### Exercise objective
Would you please output the lines of the data below from the one containing "265L468 239L460 230L453" to the end, exactly and with nothing added?

• • • • •

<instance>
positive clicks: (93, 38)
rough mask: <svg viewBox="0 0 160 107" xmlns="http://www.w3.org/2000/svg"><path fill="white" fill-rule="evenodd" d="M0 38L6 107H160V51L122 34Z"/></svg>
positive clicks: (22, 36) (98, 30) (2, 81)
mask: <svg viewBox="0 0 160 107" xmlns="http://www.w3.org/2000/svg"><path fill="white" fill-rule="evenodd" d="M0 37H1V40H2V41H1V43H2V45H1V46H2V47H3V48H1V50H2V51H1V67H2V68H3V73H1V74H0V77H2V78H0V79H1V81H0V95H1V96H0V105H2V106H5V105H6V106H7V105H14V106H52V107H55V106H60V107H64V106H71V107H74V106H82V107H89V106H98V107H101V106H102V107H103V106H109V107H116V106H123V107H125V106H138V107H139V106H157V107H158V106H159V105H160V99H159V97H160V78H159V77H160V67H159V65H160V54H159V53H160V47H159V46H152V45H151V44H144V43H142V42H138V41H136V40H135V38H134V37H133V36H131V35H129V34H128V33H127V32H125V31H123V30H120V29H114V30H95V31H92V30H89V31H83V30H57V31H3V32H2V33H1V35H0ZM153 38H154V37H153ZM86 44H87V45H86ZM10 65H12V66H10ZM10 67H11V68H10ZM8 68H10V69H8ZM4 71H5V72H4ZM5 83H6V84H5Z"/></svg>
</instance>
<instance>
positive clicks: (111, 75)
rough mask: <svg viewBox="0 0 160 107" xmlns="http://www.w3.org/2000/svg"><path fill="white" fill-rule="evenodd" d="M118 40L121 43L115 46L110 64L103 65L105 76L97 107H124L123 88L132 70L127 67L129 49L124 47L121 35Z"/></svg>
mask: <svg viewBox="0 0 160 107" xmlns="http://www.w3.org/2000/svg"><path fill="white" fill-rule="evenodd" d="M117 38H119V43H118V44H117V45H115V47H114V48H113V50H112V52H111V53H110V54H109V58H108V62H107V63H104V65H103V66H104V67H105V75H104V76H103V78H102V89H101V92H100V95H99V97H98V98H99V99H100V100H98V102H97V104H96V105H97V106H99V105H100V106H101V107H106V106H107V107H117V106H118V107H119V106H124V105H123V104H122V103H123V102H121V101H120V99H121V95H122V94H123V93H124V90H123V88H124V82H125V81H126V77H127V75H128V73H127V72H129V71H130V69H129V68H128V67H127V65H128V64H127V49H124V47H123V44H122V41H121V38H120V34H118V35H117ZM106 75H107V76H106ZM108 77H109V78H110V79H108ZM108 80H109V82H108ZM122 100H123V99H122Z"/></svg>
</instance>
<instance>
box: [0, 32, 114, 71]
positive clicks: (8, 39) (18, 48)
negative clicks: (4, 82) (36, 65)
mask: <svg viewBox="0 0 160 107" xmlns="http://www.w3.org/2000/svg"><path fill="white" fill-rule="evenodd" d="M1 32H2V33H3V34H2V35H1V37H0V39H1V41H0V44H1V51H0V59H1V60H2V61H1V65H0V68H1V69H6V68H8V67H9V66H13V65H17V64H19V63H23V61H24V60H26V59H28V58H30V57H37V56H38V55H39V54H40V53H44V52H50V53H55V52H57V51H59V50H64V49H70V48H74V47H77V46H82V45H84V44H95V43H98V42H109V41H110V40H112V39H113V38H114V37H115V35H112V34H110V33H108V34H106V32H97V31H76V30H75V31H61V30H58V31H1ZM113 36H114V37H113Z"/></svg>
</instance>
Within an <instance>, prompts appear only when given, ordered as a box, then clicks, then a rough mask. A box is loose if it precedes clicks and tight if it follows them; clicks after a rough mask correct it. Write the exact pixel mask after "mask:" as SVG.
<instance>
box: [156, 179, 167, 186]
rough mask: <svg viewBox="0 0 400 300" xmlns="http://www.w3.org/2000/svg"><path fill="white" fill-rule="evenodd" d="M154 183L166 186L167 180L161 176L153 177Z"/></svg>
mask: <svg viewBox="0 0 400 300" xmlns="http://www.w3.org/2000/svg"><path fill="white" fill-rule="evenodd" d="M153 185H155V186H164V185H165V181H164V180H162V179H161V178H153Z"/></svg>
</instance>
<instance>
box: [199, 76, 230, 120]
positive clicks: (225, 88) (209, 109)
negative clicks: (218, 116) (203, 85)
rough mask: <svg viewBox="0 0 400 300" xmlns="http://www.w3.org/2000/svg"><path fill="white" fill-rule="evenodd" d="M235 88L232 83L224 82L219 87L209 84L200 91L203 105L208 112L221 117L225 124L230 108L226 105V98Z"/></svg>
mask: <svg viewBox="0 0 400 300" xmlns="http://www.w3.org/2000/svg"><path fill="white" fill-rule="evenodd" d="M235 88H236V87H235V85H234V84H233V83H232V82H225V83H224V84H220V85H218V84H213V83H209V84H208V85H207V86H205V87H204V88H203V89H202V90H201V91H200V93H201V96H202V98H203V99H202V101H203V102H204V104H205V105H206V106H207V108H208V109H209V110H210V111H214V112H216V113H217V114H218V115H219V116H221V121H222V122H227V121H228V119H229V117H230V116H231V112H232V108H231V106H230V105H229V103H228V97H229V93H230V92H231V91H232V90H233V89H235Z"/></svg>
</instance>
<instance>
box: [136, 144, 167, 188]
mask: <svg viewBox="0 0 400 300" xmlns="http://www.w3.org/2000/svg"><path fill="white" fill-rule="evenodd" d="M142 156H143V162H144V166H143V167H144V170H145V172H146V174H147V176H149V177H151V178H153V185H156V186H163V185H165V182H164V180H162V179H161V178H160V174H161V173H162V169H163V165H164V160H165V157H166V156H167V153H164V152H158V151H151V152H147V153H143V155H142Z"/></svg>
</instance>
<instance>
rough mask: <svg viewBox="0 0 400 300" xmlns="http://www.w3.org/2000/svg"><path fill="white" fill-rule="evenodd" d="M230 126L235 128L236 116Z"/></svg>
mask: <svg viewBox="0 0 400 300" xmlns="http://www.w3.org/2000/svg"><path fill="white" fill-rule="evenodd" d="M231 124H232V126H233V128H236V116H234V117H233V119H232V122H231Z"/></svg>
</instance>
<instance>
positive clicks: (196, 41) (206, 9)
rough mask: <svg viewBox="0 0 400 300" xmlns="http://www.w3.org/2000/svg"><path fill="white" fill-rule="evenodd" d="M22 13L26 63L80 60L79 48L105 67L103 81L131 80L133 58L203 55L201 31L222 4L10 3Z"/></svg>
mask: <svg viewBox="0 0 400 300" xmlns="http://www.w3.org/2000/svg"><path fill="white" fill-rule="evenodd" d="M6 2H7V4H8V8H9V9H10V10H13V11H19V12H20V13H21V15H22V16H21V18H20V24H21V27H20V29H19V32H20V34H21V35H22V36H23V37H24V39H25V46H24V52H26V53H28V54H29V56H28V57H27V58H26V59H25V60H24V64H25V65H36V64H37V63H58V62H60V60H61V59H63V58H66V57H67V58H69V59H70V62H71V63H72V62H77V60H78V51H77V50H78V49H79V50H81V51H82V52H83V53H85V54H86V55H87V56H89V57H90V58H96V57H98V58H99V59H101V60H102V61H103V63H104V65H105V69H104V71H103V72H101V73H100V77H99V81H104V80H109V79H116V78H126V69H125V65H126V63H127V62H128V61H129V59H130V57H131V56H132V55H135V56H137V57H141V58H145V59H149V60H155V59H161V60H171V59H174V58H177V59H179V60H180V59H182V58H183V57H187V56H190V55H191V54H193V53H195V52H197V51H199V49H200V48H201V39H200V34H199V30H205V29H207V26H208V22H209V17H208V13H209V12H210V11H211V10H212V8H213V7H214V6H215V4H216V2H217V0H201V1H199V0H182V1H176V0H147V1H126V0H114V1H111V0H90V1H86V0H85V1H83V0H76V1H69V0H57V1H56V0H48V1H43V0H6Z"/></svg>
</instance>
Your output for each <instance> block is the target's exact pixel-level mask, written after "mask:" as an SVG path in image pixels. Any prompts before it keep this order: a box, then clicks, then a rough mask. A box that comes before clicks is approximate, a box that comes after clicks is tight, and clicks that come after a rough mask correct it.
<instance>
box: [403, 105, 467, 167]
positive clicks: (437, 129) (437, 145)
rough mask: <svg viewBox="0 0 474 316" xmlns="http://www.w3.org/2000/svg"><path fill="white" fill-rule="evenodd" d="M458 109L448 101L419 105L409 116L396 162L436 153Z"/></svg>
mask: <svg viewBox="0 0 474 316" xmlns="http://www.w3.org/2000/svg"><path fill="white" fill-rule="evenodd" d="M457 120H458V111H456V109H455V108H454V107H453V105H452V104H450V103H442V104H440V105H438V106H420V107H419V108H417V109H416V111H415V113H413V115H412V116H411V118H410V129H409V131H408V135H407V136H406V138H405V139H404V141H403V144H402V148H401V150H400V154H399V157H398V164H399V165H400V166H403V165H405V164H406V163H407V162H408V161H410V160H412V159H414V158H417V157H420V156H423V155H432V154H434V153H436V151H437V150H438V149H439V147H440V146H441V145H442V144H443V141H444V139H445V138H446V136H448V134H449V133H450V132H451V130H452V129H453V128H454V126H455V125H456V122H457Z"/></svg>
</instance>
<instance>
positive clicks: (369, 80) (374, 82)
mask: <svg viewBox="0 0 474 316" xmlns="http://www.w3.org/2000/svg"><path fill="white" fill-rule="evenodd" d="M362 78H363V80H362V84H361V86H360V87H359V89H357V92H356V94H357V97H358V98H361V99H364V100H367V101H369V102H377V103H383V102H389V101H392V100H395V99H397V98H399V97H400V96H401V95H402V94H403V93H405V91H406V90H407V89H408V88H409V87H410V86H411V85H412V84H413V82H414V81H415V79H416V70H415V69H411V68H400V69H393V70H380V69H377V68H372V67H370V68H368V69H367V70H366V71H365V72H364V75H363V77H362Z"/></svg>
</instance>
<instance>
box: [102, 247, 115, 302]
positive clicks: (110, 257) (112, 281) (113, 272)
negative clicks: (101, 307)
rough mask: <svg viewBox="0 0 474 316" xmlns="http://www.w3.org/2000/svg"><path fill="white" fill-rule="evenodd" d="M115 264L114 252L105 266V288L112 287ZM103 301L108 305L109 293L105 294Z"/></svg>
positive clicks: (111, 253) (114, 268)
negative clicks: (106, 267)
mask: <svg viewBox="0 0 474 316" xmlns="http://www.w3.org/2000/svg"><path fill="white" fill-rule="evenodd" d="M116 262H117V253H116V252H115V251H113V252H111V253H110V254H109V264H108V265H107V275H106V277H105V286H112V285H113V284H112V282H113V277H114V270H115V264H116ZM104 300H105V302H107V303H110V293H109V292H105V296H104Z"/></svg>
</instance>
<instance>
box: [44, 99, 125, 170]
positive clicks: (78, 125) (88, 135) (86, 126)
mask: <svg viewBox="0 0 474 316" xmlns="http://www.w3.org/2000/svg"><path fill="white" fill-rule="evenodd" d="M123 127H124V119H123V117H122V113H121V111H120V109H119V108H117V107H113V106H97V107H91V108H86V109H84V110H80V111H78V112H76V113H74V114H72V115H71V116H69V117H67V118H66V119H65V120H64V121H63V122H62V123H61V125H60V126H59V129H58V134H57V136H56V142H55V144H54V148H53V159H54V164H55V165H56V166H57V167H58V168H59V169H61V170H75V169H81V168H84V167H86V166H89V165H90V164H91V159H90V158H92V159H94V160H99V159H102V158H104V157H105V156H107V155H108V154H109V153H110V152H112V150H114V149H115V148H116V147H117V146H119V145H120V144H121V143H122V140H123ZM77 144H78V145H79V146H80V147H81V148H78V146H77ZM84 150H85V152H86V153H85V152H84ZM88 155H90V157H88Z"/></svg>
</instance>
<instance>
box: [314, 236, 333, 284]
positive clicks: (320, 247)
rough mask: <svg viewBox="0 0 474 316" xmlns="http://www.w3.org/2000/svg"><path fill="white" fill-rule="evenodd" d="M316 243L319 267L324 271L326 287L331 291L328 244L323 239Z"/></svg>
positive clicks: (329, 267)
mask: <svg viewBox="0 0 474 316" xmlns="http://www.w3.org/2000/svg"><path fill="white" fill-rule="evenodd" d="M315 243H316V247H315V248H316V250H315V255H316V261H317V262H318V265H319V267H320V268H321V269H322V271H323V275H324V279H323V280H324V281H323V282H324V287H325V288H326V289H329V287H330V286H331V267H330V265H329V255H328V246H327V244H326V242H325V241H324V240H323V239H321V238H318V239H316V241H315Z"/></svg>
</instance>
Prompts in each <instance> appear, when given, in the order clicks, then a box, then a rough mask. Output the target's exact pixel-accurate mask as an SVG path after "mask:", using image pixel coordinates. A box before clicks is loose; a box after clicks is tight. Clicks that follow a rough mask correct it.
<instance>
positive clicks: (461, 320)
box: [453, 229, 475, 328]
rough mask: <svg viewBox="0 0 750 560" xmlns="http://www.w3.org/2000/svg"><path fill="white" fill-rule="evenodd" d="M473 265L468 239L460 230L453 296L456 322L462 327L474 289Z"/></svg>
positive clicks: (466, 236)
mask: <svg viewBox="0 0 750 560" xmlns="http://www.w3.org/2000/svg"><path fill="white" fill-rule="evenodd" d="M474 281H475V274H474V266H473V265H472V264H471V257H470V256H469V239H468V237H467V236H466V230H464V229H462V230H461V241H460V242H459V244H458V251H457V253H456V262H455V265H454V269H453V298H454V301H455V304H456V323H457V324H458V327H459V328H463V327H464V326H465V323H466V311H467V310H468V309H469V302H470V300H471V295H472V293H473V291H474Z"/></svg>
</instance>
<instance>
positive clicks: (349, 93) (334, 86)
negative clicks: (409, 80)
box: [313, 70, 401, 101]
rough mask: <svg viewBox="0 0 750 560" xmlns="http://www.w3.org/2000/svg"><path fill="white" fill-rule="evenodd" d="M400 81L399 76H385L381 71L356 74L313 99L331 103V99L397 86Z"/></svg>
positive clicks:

• • • • •

### Expected answer
rough mask: <svg viewBox="0 0 750 560" xmlns="http://www.w3.org/2000/svg"><path fill="white" fill-rule="evenodd" d="M473 265L468 239L460 230L453 296L456 322L462 327L474 289Z"/></svg>
positive clicks: (466, 236)
mask: <svg viewBox="0 0 750 560" xmlns="http://www.w3.org/2000/svg"><path fill="white" fill-rule="evenodd" d="M474 281H475V274H474V266H473V265H472V264H471V257H470V256H469V239H468V237H467V236H466V230H464V229H462V230H461V241H460V242H459V244H458V251H457V253H456V262H455V265H454V269H453V298H454V301H455V304H456V323H457V324H458V327H459V328H463V327H464V326H465V323H466V311H467V310H468V309H469V302H470V300H471V295H472V293H473V291H474Z"/></svg>
</instance>
<instance>
positive clicks: (349, 93) (334, 86)
negative clicks: (409, 80)
box: [313, 70, 401, 101]
rough mask: <svg viewBox="0 0 750 560" xmlns="http://www.w3.org/2000/svg"><path fill="white" fill-rule="evenodd" d="M400 81L399 76H385L381 71L356 74L313 99L331 103V99L397 86Z"/></svg>
positive clicks:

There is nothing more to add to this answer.